[Referring expression data]
***

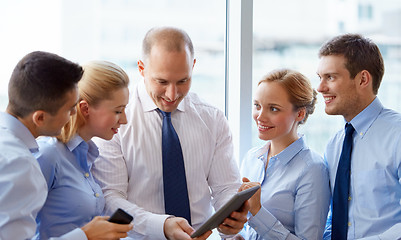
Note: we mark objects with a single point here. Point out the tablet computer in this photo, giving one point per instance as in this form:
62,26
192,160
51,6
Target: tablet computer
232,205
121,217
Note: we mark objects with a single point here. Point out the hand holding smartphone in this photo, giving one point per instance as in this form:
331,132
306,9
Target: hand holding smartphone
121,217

***

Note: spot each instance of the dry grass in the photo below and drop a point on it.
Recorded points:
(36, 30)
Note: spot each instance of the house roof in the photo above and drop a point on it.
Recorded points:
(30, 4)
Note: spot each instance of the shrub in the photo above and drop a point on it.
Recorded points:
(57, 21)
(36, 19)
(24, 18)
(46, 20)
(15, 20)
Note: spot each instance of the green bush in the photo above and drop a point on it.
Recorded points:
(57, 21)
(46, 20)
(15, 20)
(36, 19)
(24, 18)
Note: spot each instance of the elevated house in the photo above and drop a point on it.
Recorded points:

***

[Problem details]:
Go through the data above and find the lines with the word "mark". Copy each of those lines.

[Output for this exercise]:
Note: we mark objects with a single point here. Point out the tablet computer in this photo, giving one point per instance as in this form:
Note: we mark objects with a single point here. Point out the hand holding smartphone in this photo, giving one point per instance as in this form:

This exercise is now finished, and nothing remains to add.